EXERCISE INSTRUCTIONS -> Please repeat the records below exactly, but only from the line that contains "Query: graffiti on wall" onward, ending with the last line.

SUPPLIED RECORDS ->
══════
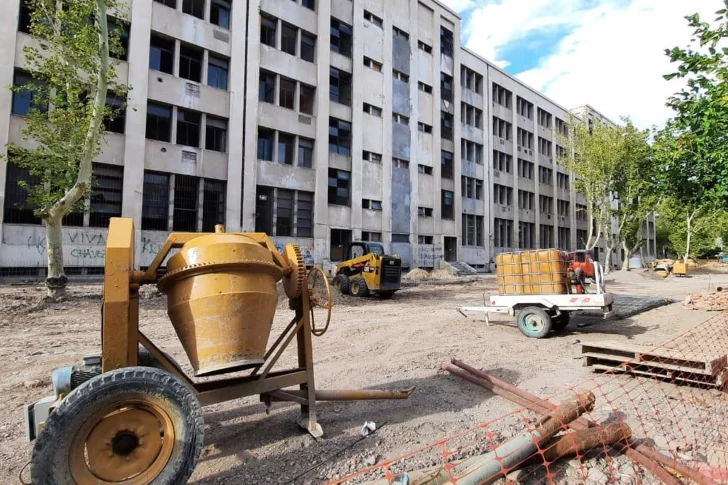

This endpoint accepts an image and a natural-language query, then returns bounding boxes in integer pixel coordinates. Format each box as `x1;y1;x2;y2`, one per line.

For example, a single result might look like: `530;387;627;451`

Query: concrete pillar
241;0;261;232
408;0;419;255
452;17;462;262
350;1;364;241
121;0;153;264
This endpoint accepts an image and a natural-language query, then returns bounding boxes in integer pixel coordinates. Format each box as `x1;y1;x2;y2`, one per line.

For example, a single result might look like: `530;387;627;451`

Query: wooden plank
590;363;723;388
582;340;725;374
582;352;715;376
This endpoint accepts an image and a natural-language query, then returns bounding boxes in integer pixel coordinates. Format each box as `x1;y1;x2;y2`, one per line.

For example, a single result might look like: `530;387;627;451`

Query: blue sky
440;0;720;128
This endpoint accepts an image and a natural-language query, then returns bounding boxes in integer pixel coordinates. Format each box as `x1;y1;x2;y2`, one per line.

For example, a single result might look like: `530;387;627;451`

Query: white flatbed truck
458;263;615;338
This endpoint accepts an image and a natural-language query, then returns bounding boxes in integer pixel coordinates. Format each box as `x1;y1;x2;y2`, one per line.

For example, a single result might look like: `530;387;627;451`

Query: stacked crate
496;249;571;295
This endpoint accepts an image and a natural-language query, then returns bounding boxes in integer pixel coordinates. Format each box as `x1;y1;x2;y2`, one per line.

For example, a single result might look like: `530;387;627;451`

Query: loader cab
347;242;384;260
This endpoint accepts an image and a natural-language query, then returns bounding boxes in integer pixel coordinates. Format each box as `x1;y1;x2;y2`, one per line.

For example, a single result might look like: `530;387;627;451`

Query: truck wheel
31;367;203;485
517;307;552;338
552;311;571;331
333;274;350;295
350;277;369;297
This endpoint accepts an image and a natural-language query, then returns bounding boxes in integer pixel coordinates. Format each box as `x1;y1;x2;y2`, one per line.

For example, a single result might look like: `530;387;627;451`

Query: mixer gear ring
282;244;305;298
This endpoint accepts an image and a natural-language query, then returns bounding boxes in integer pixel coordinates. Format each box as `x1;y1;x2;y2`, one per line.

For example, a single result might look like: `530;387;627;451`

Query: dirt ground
1;266;728;484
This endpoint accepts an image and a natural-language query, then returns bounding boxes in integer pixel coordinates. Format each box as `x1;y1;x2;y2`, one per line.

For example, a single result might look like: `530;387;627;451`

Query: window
299;83;315;115
149;34;174;74
517;128;534;150
518;159;534;179
363;103;382;117
517;97;534;119
103;94;126;134
363;151;382;163
557;173;570;190
363;57;383;72
330;18;353;57
460;66;483;94
539;166;553;184
206;117;227;152
441;112;453;140
440;26;453;56
392;234;409;243
182;0;204;18
519;222;535;249
208;55;229;90
540;225;554;248
298;137;314;168
364;10;383;28
281;22;297;55
493;116;512;140
418;81;432;94
362;199;383;211
418;207;433;217
363;231;383;242
257;128;274;161
329;67;352;106
259;70;276;103
176;109;200;147
461;140;483;165
301;32;316;62
255;186;274;233
555;117;569;137
418;122;432;134
210;0;230;29
393;26;408;39
462;214;484;247
202;179;226;232
576;204;587;221
492;83;512;109
461;104;482;128
393;70;409;83
142;171;169;230
155;0;176;6
441;151;454;179
297;191;314;237
538;108;553;128
461;177;482;200
538;137;553;157
393;158;409;169
540;195;553;214
277;133;295;165
556;145;567;161
276;189;293;236
328;168;350;206
393;113;409;125
494;218;513;248
518;190;535;210
173;175;199;231
558;199;570;217
302;0;316;10
179;44;202;82
146;102;172;142
18;0;32;33
261;15;277;48
11;71;46;116
279;77;296;109
108;19;130;61
3;162;41;224
418;40;432;54
441;190;454;219
494;184;513;206
329;118;351;156
558;227;570;250
493;150;512;173
441;73;453;102
418;235;433;244
418;164;433;175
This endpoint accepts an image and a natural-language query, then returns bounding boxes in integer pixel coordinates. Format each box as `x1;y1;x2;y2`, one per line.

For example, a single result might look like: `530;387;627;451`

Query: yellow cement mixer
24;218;413;484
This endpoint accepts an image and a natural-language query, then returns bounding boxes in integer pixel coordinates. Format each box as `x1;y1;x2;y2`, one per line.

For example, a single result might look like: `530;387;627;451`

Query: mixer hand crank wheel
307;267;332;337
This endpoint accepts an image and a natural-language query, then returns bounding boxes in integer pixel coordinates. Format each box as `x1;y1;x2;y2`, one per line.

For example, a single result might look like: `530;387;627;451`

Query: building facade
0;0;655;277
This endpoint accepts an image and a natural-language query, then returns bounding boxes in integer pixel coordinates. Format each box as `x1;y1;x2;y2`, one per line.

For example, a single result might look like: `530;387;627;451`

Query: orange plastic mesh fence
326;312;728;485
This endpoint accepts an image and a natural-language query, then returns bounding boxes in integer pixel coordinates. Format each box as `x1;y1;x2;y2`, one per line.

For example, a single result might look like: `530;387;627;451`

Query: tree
557;116;653;273
3;0;128;298
655;3;728;263
657;199;728;260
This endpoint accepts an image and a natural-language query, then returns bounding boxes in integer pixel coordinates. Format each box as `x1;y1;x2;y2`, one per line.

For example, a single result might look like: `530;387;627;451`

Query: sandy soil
1;268;727;484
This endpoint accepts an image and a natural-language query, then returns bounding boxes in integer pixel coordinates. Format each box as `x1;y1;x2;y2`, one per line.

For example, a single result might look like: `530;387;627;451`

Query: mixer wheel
31;367;203;485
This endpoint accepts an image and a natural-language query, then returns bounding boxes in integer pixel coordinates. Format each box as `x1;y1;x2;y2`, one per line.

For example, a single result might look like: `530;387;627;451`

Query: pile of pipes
374;360;712;485
684;289;728;311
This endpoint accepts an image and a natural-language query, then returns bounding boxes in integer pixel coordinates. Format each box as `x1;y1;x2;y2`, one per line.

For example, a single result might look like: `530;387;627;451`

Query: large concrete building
0;0;655;277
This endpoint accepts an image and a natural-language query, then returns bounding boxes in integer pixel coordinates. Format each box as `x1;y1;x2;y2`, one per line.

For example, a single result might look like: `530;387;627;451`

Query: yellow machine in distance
332;242;403;298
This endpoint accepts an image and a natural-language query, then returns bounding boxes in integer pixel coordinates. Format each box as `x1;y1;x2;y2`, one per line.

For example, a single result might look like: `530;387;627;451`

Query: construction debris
684;289;728;311
581;340;728;388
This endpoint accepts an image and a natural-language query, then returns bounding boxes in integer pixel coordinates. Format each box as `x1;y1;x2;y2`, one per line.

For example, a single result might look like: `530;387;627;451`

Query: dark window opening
179;44;202;82
205;117;227;152
3;162;41;224
299;83;315;115
328;168;350;206
11;70;47;116
298;137;314;168
330;18;352;57
89;163;123;228
255;186;274;234
149;34;174;74
155;0;177;6
440;26;453;56
281;23;297;55
173;175;199;231
441;112;453;141
330;229;352;261
103;93;126;134
145;102;172;142
210;0;230;29
329;67;351;106
259;70;276;103
182;0;204;19
301;32;316;62
208;55;229;90
202;179;226;232
297;191;313;237
176;108;201;147
257;128;274;161
18;0;32;33
329;118;351;156
277;133;295;165
441;151;453;179
441;190;454;220
276;189;293;236
108;19;130;61
261;15;277;48
279;77;296;109
142;171;170;231
441;73;453;102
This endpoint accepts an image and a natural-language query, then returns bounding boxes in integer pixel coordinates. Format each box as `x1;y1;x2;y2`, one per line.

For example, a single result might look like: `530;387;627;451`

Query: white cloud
457;0;719;128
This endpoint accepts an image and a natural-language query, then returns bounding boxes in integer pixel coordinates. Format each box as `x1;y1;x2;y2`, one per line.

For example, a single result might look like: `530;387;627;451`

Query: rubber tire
517;306;553;338
551;311;571;331
333;274;350;295
31;367;204;485
379;290;395;300
350;277;369;297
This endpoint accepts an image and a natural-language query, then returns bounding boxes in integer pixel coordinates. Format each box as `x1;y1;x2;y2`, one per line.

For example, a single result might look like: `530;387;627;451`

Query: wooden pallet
582;340;728;389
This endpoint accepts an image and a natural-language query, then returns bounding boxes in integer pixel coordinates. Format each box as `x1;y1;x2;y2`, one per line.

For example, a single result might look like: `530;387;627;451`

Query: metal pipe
277;387;416;401
542;423;632;462
446;360;706;485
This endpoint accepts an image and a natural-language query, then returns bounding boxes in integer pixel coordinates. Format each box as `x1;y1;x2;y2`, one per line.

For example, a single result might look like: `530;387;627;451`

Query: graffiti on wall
416;243;443;267
273;241;315;266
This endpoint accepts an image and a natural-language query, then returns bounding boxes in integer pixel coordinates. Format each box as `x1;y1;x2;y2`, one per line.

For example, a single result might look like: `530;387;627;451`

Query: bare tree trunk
621;241;630;271
684;210;694;265
604;243;614;274
43;0;110;299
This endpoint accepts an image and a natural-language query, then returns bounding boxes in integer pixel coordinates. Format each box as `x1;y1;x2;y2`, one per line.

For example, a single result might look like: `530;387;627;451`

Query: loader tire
350;277;369;297
31;367;203;485
333;274;350;295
══════
WRITTEN SOLUTION ->
Query: graffiti on wall
416;243;443;267
273;241;315;266
This endpoint accepts an image and a natural-language query, then returns bounding boxes in integer pixel coordinates. Format each box as `x1;y1;x2;y2`, one per line.

For example, a single result might look like: `530;387;627;451`

Query: bare tree trunk
621;241;630;271
684;210;694;265
604;243;614;274
43;0;110;299
This endpoint accepts an image and a natural-language query, then returns bounding boxes in integer pixel coordinates. Format each box as `x1;y1;x2;y2`, one per line.

For example, a single result might look like: `530;387;627;451`

Query: loader tire
350;277;369;297
31;367;203;485
333;274;350;295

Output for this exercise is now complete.